** start SUPPLIED DATA **
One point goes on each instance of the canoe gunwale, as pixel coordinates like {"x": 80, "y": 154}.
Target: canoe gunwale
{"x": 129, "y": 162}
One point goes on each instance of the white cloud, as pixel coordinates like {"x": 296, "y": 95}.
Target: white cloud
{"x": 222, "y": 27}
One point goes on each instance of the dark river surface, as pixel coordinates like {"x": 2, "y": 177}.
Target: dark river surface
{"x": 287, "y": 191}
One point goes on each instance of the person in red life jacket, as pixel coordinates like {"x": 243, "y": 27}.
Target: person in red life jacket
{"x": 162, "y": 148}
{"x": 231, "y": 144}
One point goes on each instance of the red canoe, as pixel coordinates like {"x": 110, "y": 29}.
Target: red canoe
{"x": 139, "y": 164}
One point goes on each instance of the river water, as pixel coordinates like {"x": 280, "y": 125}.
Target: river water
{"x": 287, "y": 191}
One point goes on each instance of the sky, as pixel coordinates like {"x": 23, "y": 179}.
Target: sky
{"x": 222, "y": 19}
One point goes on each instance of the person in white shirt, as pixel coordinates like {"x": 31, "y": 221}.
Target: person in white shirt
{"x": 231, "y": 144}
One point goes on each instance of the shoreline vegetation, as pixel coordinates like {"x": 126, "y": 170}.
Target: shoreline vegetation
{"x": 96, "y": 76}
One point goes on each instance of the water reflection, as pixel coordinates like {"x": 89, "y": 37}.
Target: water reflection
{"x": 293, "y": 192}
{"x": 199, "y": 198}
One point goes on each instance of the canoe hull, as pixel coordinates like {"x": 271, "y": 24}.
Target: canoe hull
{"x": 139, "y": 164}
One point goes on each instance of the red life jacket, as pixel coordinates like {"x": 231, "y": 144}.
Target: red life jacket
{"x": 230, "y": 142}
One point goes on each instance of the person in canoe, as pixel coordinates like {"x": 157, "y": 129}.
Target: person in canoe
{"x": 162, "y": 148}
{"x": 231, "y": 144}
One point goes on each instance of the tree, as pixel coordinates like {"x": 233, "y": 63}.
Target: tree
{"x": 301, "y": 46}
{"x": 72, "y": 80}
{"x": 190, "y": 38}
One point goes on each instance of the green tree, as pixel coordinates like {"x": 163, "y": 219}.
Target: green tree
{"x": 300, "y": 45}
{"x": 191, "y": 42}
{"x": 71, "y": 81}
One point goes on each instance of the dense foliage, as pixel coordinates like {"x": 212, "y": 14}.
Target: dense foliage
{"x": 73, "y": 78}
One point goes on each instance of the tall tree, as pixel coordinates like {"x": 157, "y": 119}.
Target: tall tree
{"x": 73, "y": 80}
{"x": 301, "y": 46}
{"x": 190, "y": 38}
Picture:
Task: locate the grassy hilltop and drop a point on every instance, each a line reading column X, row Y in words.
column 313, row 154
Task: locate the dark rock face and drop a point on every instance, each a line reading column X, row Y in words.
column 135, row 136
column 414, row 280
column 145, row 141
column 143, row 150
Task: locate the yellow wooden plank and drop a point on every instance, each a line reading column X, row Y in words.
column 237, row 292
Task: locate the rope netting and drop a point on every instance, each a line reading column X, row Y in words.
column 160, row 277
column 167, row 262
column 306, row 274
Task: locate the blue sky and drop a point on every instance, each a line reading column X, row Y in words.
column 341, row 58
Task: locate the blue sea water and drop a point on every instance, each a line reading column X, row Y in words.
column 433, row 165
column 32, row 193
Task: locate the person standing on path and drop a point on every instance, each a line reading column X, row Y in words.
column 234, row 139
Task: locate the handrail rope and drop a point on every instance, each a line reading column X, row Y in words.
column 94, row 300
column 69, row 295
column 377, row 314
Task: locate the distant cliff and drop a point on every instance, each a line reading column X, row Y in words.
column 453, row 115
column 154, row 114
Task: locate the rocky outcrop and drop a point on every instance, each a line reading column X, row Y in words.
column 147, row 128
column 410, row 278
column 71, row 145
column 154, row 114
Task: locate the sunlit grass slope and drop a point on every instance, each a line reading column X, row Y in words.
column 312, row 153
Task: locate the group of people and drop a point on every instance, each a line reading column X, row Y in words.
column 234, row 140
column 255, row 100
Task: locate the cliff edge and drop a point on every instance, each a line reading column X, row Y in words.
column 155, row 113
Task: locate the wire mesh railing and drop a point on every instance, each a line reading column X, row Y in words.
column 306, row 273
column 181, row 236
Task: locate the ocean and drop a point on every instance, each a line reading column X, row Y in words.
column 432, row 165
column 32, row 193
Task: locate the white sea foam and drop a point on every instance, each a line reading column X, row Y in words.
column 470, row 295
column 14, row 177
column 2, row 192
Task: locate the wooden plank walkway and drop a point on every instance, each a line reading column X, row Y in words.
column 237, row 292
** end SUPPLIED DATA **
## EXERCISE OBJECTIVE:
Can you express the records as a two-column CSV with the columns instruction and points, starting at the line that contains "Task: locate the ocean" and ending at the last record? Use one row per record, with each value in a single quoted field and its line breaks replaced by spaces.

## RESPONSE TO THE EXERCISE:
instruction,points
"Task: locate the ocean and drop a point on every instance, each a line reading column X, row Y in words.","column 432, row 165 column 32, row 193"
"Task: locate the white sea foam and drop a point on every instance, each a line reading column X, row Y in words.","column 470, row 295 column 14, row 177 column 2, row 192"
"Task: locate the wooden plank walkway and drop a point on every instance, each a line reading column X, row Y in words.","column 237, row 292"